══ Input data ══

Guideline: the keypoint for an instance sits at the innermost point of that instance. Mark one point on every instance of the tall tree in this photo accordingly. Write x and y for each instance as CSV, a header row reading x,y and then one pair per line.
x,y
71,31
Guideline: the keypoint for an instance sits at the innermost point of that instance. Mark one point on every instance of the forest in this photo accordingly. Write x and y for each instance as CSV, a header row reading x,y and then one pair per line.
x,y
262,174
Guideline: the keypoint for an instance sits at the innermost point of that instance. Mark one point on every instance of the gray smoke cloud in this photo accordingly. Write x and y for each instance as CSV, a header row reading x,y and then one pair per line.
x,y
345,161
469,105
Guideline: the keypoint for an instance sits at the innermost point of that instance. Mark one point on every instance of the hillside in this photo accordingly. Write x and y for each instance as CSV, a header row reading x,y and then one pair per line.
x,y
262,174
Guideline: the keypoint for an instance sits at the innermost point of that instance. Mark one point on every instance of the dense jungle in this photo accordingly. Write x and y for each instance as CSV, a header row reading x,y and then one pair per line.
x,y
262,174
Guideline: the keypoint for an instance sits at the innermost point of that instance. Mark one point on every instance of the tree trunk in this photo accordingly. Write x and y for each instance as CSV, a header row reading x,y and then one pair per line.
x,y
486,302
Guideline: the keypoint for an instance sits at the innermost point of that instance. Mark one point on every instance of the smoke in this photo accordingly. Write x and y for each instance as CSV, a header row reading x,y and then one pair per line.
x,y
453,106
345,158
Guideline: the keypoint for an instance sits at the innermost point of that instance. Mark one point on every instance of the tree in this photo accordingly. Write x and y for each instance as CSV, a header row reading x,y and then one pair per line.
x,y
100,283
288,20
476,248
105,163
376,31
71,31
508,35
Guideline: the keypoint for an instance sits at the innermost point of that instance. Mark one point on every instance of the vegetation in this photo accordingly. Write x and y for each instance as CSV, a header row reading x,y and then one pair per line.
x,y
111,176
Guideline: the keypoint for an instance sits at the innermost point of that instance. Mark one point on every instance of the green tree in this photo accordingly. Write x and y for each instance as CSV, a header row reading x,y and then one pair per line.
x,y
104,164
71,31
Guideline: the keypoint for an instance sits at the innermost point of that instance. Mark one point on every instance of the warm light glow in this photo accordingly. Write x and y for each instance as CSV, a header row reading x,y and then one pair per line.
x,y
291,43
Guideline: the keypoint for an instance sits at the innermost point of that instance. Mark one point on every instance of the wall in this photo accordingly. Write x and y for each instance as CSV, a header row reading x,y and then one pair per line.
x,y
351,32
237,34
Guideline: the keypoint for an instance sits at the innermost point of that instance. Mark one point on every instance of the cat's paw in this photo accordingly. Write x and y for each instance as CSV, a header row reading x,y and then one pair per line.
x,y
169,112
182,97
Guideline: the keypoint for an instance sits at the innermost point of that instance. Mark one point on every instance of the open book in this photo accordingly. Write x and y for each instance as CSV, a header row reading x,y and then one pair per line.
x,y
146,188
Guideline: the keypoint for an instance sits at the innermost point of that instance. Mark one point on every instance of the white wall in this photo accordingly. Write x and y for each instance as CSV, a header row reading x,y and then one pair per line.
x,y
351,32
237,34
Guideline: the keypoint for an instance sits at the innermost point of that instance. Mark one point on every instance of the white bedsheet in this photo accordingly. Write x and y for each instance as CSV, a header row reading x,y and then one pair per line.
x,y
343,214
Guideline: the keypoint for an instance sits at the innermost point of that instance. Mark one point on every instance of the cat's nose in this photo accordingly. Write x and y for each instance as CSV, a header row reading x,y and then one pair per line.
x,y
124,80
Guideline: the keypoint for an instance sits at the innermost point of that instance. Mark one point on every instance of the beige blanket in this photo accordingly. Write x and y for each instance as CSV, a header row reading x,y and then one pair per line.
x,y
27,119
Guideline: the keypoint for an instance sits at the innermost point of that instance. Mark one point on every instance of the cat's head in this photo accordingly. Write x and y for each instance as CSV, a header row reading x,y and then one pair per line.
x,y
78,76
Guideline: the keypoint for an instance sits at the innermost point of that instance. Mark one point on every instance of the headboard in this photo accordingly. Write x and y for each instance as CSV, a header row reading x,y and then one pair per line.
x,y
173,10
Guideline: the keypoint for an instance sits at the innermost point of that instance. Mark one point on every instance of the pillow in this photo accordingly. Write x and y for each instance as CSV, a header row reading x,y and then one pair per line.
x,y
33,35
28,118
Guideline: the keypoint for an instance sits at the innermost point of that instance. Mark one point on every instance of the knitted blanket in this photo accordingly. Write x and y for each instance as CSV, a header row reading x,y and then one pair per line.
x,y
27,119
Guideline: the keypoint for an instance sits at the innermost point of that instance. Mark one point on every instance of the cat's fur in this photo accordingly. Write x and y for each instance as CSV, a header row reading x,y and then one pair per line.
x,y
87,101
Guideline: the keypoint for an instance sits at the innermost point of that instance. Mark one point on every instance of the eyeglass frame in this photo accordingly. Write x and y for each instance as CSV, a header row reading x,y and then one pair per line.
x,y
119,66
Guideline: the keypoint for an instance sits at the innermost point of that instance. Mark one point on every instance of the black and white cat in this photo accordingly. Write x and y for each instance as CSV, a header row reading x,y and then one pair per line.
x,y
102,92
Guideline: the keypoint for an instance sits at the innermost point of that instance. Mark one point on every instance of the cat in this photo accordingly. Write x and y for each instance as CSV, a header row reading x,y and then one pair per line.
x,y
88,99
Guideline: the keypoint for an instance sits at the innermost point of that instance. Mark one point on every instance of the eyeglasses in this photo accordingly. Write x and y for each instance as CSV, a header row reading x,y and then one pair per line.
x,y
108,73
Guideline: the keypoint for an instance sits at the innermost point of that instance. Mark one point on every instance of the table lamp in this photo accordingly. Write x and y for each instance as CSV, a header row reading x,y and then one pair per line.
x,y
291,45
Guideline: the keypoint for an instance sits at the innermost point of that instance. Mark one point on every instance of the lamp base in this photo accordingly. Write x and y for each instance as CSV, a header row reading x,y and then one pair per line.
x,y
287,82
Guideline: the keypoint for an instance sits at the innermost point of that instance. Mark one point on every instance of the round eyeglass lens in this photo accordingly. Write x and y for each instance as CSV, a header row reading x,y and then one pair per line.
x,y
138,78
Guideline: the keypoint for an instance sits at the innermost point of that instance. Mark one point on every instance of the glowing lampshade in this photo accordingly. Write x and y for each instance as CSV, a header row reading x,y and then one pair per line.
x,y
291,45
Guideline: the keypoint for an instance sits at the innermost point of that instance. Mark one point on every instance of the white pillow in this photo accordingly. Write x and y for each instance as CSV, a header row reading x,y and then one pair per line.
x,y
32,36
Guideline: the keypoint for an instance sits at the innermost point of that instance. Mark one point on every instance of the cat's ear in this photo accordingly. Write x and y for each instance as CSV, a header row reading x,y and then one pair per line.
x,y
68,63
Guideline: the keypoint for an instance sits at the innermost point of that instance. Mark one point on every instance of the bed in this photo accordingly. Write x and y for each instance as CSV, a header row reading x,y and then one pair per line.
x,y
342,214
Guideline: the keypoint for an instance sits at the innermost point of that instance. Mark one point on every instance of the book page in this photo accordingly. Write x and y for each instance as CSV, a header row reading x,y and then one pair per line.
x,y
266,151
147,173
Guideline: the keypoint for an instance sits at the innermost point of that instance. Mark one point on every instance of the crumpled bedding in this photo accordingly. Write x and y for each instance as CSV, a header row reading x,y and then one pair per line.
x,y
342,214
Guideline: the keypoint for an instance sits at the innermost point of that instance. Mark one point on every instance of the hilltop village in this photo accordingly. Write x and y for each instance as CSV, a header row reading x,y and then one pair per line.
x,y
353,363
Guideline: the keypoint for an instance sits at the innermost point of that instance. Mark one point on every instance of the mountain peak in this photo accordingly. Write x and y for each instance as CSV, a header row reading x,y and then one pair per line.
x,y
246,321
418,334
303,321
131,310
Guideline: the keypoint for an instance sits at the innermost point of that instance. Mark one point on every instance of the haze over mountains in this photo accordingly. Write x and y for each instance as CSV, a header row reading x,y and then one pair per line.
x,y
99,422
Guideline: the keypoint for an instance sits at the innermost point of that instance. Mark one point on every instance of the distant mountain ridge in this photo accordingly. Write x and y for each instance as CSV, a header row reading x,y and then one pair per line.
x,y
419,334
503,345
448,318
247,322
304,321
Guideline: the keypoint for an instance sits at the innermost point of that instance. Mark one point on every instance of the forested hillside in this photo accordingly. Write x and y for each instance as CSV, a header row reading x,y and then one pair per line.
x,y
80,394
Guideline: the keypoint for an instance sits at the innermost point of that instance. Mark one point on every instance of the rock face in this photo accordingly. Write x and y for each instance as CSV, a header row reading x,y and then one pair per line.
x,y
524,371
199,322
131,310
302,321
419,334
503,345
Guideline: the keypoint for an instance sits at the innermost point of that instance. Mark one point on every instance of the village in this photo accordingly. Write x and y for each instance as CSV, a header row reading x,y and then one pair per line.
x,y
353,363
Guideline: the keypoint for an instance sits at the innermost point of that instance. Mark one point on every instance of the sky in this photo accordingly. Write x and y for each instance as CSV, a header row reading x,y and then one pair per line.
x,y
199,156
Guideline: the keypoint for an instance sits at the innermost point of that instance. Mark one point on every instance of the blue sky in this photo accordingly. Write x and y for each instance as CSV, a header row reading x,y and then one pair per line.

═══

Your task is to set down exactly the lines from the line containing "instance of the sky" to the end of the data above, including both ends.

Guideline: the keypoint for an instance sits at the innermost point of that instance. Mark one point on every instance of the sky in this photo accordingly. Write x and y for each instance as CSV, a header row reading x,y and then one pair per line.
x,y
199,156
Guideline: the keypoint for an instance sits at the innermost point of that instance. Mark one point on every instance of the blue sky in this photo accordingly. Write x and y for each instance as CSV, a header row reading x,y and then one pair per line.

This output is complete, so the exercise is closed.